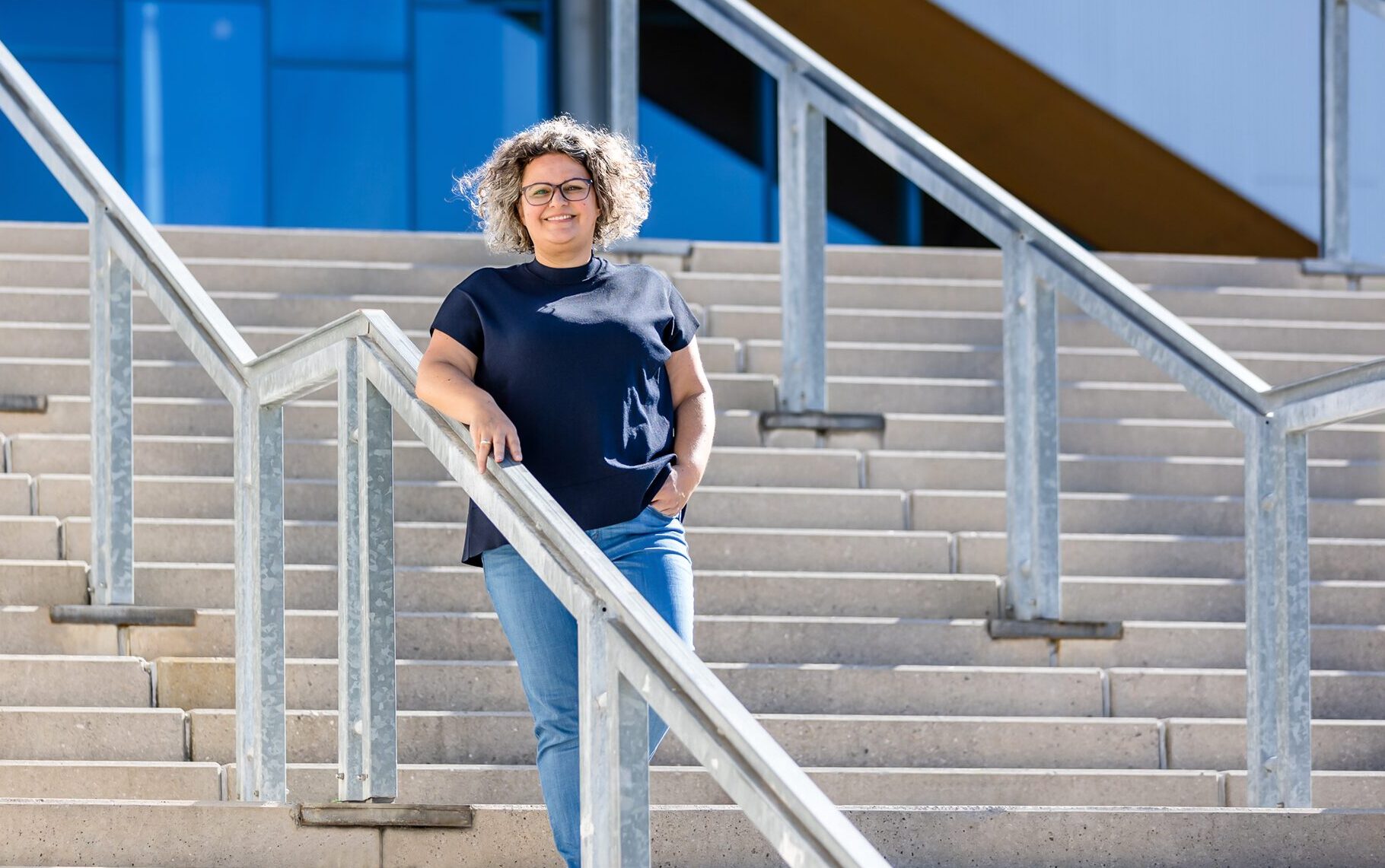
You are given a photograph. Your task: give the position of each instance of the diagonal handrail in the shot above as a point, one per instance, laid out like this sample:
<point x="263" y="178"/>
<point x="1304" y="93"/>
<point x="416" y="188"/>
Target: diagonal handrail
<point x="647" y="663"/>
<point x="1039" y="259"/>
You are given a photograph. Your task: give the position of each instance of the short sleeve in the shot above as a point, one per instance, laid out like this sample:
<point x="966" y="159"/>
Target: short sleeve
<point x="460" y="320"/>
<point x="682" y="324"/>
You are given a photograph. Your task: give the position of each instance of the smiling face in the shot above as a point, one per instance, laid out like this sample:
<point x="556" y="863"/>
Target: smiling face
<point x="562" y="230"/>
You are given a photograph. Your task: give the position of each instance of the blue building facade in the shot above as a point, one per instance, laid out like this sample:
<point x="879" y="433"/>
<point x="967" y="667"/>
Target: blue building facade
<point x="358" y="114"/>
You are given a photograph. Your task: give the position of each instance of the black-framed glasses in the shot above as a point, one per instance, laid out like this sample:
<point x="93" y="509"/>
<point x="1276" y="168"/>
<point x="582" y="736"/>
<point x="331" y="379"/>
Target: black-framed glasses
<point x="572" y="190"/>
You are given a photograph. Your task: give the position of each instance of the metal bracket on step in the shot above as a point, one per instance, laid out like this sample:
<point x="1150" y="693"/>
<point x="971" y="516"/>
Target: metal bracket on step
<point x="1043" y="629"/>
<point x="380" y="814"/>
<point x="815" y="420"/>
<point x="123" y="616"/>
<point x="24" y="403"/>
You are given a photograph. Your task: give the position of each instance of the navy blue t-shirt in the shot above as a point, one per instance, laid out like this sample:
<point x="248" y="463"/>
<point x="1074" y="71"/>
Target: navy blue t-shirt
<point x="575" y="359"/>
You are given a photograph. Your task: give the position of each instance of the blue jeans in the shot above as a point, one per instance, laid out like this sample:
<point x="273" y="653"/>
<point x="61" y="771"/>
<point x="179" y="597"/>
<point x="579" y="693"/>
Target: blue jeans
<point x="651" y="552"/>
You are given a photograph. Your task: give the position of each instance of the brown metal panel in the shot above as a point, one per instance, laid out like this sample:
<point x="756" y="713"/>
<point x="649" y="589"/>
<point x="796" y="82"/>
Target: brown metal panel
<point x="1084" y="169"/>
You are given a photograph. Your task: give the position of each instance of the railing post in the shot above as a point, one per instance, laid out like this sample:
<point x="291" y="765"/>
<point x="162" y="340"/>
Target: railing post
<point x="259" y="599"/>
<point x="802" y="176"/>
<point x="623" y="67"/>
<point x="614" y="744"/>
<point x="1336" y="244"/>
<point x="113" y="428"/>
<point x="366" y="730"/>
<point x="1030" y="348"/>
<point x="1277" y="619"/>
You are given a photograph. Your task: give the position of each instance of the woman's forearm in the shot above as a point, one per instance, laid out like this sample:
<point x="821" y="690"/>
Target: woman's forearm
<point x="694" y="427"/>
<point x="452" y="393"/>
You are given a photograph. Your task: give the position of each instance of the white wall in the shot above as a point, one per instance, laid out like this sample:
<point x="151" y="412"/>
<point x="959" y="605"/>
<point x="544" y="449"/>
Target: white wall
<point x="1229" y="84"/>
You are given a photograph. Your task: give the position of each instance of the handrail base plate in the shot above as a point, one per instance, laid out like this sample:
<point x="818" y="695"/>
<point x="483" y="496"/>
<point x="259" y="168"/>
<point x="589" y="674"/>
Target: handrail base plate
<point x="378" y="814"/>
<point x="1047" y="629"/>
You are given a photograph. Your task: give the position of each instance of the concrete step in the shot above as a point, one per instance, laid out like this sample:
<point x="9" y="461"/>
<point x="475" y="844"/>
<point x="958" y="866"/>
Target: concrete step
<point x="740" y="467"/>
<point x="326" y="272"/>
<point x="92" y="734"/>
<point x="214" y="456"/>
<point x="1084" y="554"/>
<point x="1128" y="437"/>
<point x="1339" y="745"/>
<point x="255" y="275"/>
<point x="903" y="431"/>
<point x="460" y="589"/>
<point x="309" y="418"/>
<point x="15" y="494"/>
<point x="154" y="339"/>
<point x="28" y="630"/>
<point x="478" y="685"/>
<point x="27" y="304"/>
<point x="812" y="739"/>
<point x="1351" y="790"/>
<point x="748" y="322"/>
<point x="489" y="685"/>
<point x="1209" y="599"/>
<point x="756" y="258"/>
<point x="1075" y="363"/>
<point x="75" y="680"/>
<point x="42" y="583"/>
<point x="1221" y="645"/>
<point x="1221" y="692"/>
<point x="113" y="780"/>
<point x="67" y="494"/>
<point x="1176" y="475"/>
<point x="733" y="638"/>
<point x="30" y="537"/>
<point x="175" y="374"/>
<point x="986" y="294"/>
<point x="157" y="342"/>
<point x="190" y="241"/>
<point x="437" y="784"/>
<point x="439" y="543"/>
<point x="50" y="374"/>
<point x="954" y="389"/>
<point x="258" y="835"/>
<point x="1175" y="269"/>
<point x="1119" y="513"/>
<point x="1097" y="554"/>
<point x="762" y="638"/>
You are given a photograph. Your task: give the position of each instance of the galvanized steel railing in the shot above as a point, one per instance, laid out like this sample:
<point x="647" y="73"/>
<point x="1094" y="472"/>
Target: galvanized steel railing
<point x="1039" y="261"/>
<point x="631" y="660"/>
<point x="1334" y="35"/>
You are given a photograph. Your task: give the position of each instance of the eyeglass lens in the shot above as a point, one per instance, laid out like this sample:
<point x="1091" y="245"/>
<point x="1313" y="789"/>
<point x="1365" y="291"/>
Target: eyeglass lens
<point x="572" y="190"/>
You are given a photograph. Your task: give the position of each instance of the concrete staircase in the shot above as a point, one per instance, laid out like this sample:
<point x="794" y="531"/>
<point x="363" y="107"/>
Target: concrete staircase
<point x="842" y="583"/>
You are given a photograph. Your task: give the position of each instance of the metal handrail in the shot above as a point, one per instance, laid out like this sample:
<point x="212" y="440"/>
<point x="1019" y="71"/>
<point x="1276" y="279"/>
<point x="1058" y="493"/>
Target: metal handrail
<point x="1038" y="261"/>
<point x="631" y="658"/>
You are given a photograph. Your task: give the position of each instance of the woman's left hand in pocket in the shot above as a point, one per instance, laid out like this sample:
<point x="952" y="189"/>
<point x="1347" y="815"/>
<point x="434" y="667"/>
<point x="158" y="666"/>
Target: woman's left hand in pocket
<point x="672" y="498"/>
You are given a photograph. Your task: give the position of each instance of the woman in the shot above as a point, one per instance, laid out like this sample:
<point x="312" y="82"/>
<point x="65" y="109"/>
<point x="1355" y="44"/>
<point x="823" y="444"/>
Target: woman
<point x="589" y="373"/>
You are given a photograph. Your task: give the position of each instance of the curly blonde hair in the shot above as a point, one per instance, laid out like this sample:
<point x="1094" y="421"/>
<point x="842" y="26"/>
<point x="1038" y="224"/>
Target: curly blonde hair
<point x="621" y="176"/>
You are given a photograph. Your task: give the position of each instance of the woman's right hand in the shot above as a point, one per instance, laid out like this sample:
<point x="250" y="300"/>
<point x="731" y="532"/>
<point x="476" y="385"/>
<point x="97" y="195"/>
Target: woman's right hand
<point x="492" y="432"/>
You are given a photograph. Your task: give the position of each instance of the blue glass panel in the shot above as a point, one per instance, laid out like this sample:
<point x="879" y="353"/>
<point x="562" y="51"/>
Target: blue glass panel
<point x="338" y="151"/>
<point x="338" y="30"/>
<point x="202" y="106"/>
<point x="701" y="189"/>
<point x="841" y="231"/>
<point x="469" y="99"/>
<point x="69" y="30"/>
<point x="89" y="99"/>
━━━━━━━━
## WHAT THE TASK ASKS:
Make an exact copy of every record, pictures excluded.

## RESULT OF THE TASK:
You are given a photograph. Your task: give the position of each instance of the diagonal handrail in the shot above as a point, one per instance, laid out like this sample:
<point x="263" y="178"/>
<point x="1304" y="93"/>
<point x="416" y="188"/>
Target: diagonal handrail
<point x="647" y="663"/>
<point x="1039" y="259"/>
You are given a photograph. Your task: give the position of each instance of the short sleeve in the shot above as a point, one per instance, laid out like this sample:
<point x="966" y="159"/>
Target: short sleeve
<point x="460" y="320"/>
<point x="682" y="324"/>
You are given a photograph. Your task: give the position of each instance of the smiling face in the shot above as a point, one per instance, laid out like this sample:
<point x="556" y="863"/>
Target: smiling face
<point x="562" y="230"/>
You are given a photograph. Your task: give the position of each instance of the blue building facade in the shot above as a point, one per instance, laid out like this sample:
<point x="879" y="433"/>
<point x="967" y="667"/>
Target: blue building facade
<point x="358" y="114"/>
You are given a photograph. Your task: give the position of each instance of the black-framed glasses in the shot above as a point, one per instance, laid out like this sample:
<point x="93" y="509"/>
<point x="1276" y="168"/>
<point x="582" y="736"/>
<point x="331" y="379"/>
Target: black-framed glasses
<point x="572" y="190"/>
You are given a photograph. Your task: give the position of each instance of the metal bracket on step in the shot above as a point, one per instance, laid out like this sample:
<point x="1150" y="693"/>
<point x="971" y="516"/>
Target: metal bracket on step
<point x="1043" y="629"/>
<point x="380" y="814"/>
<point x="815" y="420"/>
<point x="123" y="616"/>
<point x="24" y="403"/>
You are given a photograph. Your task: give the position of each instance of the navy blue t-shirt in the shot above as a point, one per instance, laid out like this sample:
<point x="248" y="463"/>
<point x="1074" y="71"/>
Target: navy blue t-shirt
<point x="575" y="359"/>
You are given a photograph. Your task: give the position of each instance of the blue jeans in the shot above as a point, one per instance, laid out like this sample:
<point x="273" y="653"/>
<point x="61" y="771"/>
<point x="179" y="597"/>
<point x="579" y="693"/>
Target: blue jeans
<point x="651" y="552"/>
You are given a photograph. Your task: give the position of each instance of the brown metal panel in the shot above as a point, one per instance, laid out like this sample:
<point x="756" y="713"/>
<point x="649" y="589"/>
<point x="796" y="82"/>
Target: brown metal panel
<point x="1084" y="169"/>
You are given a photograph. Your task: give the position of each instance of the railing post in the shot above as a point, one per instance, laid out like this sample:
<point x="291" y="765"/>
<point x="162" y="340"/>
Target: railing post
<point x="259" y="599"/>
<point x="802" y="176"/>
<point x="623" y="67"/>
<point x="614" y="744"/>
<point x="1336" y="244"/>
<point x="113" y="428"/>
<point x="366" y="730"/>
<point x="1030" y="348"/>
<point x="1277" y="619"/>
You are given a photograph. Your task: give the position of each instance of the woman's forearm in the shot above as a point, one per instance, laid out like this sample:
<point x="821" y="690"/>
Target: woman's forearm
<point x="694" y="427"/>
<point x="452" y="393"/>
You are given a photograph. Your task: give the position of each instance of the white wall in the shot above as a point, one per instance, laid out like this sample:
<point x="151" y="412"/>
<point x="959" y="605"/>
<point x="544" y="449"/>
Target: white wall
<point x="1229" y="84"/>
You are given a photograph. Your task: give the position of each instance of the handrail base plate in the shot above as a point, one per instance, laid out like this sample:
<point x="818" y="695"/>
<point x="483" y="496"/>
<point x="259" y="168"/>
<point x="589" y="674"/>
Target: handrail base plate
<point x="378" y="814"/>
<point x="1047" y="629"/>
You are given a photograph. Your task: give the position of each instance of the concrete step in the shot above as a point, one per instance, laid out like this sample:
<point x="9" y="461"/>
<point x="475" y="844"/>
<point x="958" y="866"/>
Target: concrete step
<point x="740" y="467"/>
<point x="326" y="272"/>
<point x="92" y="734"/>
<point x="214" y="456"/>
<point x="1084" y="554"/>
<point x="1128" y="437"/>
<point x="1339" y="745"/>
<point x="255" y="275"/>
<point x="903" y="431"/>
<point x="460" y="589"/>
<point x="309" y="418"/>
<point x="15" y="494"/>
<point x="154" y="339"/>
<point x="28" y="630"/>
<point x="478" y="685"/>
<point x="27" y="304"/>
<point x="812" y="739"/>
<point x="1351" y="790"/>
<point x="748" y="322"/>
<point x="489" y="685"/>
<point x="1209" y="599"/>
<point x="756" y="258"/>
<point x="1075" y="363"/>
<point x="75" y="680"/>
<point x="42" y="583"/>
<point x="1221" y="645"/>
<point x="1221" y="692"/>
<point x="113" y="780"/>
<point x="67" y="494"/>
<point x="1176" y="475"/>
<point x="733" y="638"/>
<point x="30" y="537"/>
<point x="175" y="374"/>
<point x="986" y="294"/>
<point x="157" y="342"/>
<point x="190" y="241"/>
<point x="437" y="784"/>
<point x="439" y="543"/>
<point x="50" y="374"/>
<point x="954" y="389"/>
<point x="258" y="835"/>
<point x="1175" y="269"/>
<point x="1119" y="513"/>
<point x="1097" y="554"/>
<point x="762" y="638"/>
You are given a photograph. Your task: give the position of each instance of the galvanized steel railing in the shot above as a point, one per instance, laid out like this sample:
<point x="647" y="73"/>
<point x="1094" y="472"/>
Target: galvanized steel railing
<point x="1039" y="261"/>
<point x="631" y="660"/>
<point x="1334" y="35"/>
You are given a photograph. Your task: give the position of each instance of the eyeglass lens in the shot above as a point, one per instance, laid out like this sample:
<point x="1091" y="245"/>
<point x="1313" y="789"/>
<point x="1365" y="291"/>
Target: eyeglass lens
<point x="572" y="190"/>
You are given a photograph. Your task: give the position of each instance of the concrete staircase in the shot above as a point, one per instance, laid out like this sample:
<point x="794" y="531"/>
<point x="363" y="107"/>
Target: concrete staircase
<point x="842" y="583"/>
You are given a photograph. Your task: give the position of each instance of the metal handrail in the shot above as a point, one per instance, laid out like this sample:
<point x="212" y="440"/>
<point x="1019" y="71"/>
<point x="1276" y="279"/>
<point x="1058" y="493"/>
Target: metal handrail
<point x="1038" y="261"/>
<point x="631" y="658"/>
You are given a photograph. Your task: give the position of each instance of the woman's left hand in pocket in the shot above as a point, one per instance, laid out like this sample:
<point x="952" y="189"/>
<point x="1347" y="815"/>
<point x="434" y="667"/>
<point x="158" y="666"/>
Target: woman's left hand in pocket
<point x="672" y="498"/>
You are given a photograph. Your task: give the position of each instance of the woman in the shot above as a point, one per instance, laid out like this sample:
<point x="312" y="82"/>
<point x="65" y="109"/>
<point x="1355" y="44"/>
<point x="823" y="444"/>
Target: woman
<point x="589" y="373"/>
You are given a photograph. Your task: give the position of each instance of the curly blonde hair in the shot above as a point, one per instance, laid out like this sample:
<point x="1094" y="421"/>
<point x="842" y="26"/>
<point x="1038" y="224"/>
Target: curly blonde hair
<point x="621" y="176"/>
You are given a photograph. Your task: give the position of each instance of the woman's right hand in the shot above as a point, one per instance, laid out like this sample:
<point x="250" y="300"/>
<point x="731" y="532"/>
<point x="476" y="385"/>
<point x="97" y="195"/>
Target: woman's right hand
<point x="492" y="432"/>
You are given a photograph. Your task: give the position of each instance of the blue glass panel in the shot above as a point, one per instance, laid out like this sample:
<point x="879" y="353"/>
<point x="562" y="51"/>
Target: blue glass panel
<point x="338" y="151"/>
<point x="338" y="30"/>
<point x="202" y="106"/>
<point x="701" y="189"/>
<point x="841" y="231"/>
<point x="469" y="99"/>
<point x="69" y="30"/>
<point x="89" y="99"/>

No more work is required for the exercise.